>> Begin Excerpted data

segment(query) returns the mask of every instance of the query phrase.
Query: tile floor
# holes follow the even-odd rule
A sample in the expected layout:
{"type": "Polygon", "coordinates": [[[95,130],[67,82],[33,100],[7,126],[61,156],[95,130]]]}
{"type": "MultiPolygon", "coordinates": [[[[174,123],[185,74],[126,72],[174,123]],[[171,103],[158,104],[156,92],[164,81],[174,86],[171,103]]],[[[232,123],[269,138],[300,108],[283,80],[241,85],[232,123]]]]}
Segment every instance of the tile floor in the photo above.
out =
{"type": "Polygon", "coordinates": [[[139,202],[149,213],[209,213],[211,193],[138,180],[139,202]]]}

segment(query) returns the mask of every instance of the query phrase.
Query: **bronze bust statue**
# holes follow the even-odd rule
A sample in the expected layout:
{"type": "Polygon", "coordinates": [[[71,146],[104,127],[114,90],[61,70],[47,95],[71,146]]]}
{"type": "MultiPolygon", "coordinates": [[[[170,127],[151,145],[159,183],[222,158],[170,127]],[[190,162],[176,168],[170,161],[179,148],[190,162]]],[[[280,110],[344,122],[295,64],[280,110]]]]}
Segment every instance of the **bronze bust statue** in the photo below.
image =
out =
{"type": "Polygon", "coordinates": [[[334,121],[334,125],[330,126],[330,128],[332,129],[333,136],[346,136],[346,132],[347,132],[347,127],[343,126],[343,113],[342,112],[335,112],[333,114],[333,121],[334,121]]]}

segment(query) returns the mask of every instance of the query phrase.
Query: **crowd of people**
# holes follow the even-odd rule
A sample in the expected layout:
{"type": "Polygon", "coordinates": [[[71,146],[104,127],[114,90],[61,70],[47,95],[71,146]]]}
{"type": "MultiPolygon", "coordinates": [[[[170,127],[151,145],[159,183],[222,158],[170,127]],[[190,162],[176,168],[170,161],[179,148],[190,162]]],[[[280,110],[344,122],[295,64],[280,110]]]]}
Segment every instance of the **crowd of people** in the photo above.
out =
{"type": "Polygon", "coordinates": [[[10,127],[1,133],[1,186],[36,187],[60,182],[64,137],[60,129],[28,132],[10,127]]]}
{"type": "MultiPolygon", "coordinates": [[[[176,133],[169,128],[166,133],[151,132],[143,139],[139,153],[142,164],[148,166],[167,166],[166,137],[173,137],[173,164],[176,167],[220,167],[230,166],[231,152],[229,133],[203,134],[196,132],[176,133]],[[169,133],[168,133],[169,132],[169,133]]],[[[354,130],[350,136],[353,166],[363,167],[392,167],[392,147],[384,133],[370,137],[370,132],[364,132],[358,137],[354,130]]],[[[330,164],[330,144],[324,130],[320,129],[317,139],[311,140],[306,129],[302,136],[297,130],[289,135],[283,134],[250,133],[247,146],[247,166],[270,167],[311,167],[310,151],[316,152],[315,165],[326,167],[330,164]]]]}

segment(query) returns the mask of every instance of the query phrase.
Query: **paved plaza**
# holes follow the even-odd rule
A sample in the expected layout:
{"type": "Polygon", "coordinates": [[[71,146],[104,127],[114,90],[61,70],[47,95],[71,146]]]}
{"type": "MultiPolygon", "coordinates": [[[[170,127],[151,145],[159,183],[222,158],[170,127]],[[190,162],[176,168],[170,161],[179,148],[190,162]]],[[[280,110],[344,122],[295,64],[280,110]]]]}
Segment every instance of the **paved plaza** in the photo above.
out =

>> End Excerpted data

Repeat the whole listing exactly, keeping every line intact.

Complete output ::
segment(query) returns the mask of every instance of the query phrase.
Query: tile floor
# holes follow the even-odd rule
A sample in the expected layout:
{"type": "Polygon", "coordinates": [[[95,130],[67,82],[33,100],[7,126],[61,156],[95,130]]]}
{"type": "MultiPolygon", "coordinates": [[[[174,123],[185,74],[126,72],[174,123]],[[171,103],[158,104],[156,92],[164,81],[174,86],[171,103]]],[[[232,123],[269,138],[300,108],[283,80],[241,85],[232,123]]]]}
Segment every instance of the tile floor in the photo above.
out =
{"type": "Polygon", "coordinates": [[[139,202],[149,213],[209,213],[211,193],[138,180],[139,202]]]}

segment(query) returns the mask of every instance of the query phrase.
Query: **bronze bust statue**
# holes follow the even-odd rule
A sample in the expected layout:
{"type": "Polygon", "coordinates": [[[71,146],[104,127],[114,90],[61,70],[47,95],[71,146]]]}
{"type": "MultiPolygon", "coordinates": [[[[170,127],[151,145],[159,183],[222,158],[170,127]],[[190,162],[176,168],[170,161],[179,148],[190,162]]],[[[280,110],[344,122],[295,64],[280,110]]]]}
Segment every instance of the **bronze bust statue** in the photo below.
image =
out =
{"type": "Polygon", "coordinates": [[[334,121],[334,125],[330,126],[330,128],[332,129],[333,136],[346,136],[346,132],[347,132],[347,127],[343,126],[343,113],[342,112],[335,112],[333,114],[333,121],[334,121]]]}

segment(query) returns the mask of every instance of the query phrase.
Query: **crowd of people**
# holes follow the even-odd rule
A sample in the expected layout:
{"type": "Polygon", "coordinates": [[[71,146],[104,127],[114,90],[61,70],[47,95],[71,146]]]}
{"type": "MultiPolygon", "coordinates": [[[[170,127],[151,145],[159,183],[222,158],[170,127]],[[190,162],[176,168],[170,161],[179,148],[190,162]]],[[[280,110],[344,122],[295,64],[280,110]]]]}
Segment every instance of the **crowd of people** in the photo above.
out =
{"type": "Polygon", "coordinates": [[[10,127],[1,133],[1,186],[36,187],[60,182],[64,137],[60,129],[28,132],[10,127]]]}
{"type": "MultiPolygon", "coordinates": [[[[176,133],[169,128],[166,133],[151,132],[143,139],[139,153],[142,164],[148,166],[167,166],[166,137],[173,137],[173,164],[176,167],[220,167],[230,166],[231,152],[229,133],[203,134],[196,132],[176,133]],[[169,133],[168,133],[169,132],[169,133]]],[[[354,130],[350,136],[353,166],[363,167],[392,167],[392,147],[384,133],[370,137],[370,132],[364,132],[358,137],[354,130]]],[[[330,164],[330,144],[324,130],[320,129],[317,139],[311,140],[306,129],[302,136],[297,130],[289,135],[283,134],[250,133],[247,146],[247,166],[270,167],[311,167],[310,151],[316,152],[315,165],[326,167],[330,164]]]]}

segment(query) returns the mask of every instance of the query phrase.
Query: **paved plaza**
# holes follow the even-odd rule
A sample in the expected layout:
{"type": "Polygon", "coordinates": [[[71,146],[104,127],[114,90],[61,70],[47,95],[71,146]]]}
{"type": "MultiPolygon", "coordinates": [[[[170,127],[151,145],[159,183],[222,158],[170,127]],[[190,162],[176,168],[170,161],[179,148],[190,162]]],[[[280,110],[344,122],[295,64],[280,110]]]]}
Segment every instance of the **paved plaza** in the photo above.
out =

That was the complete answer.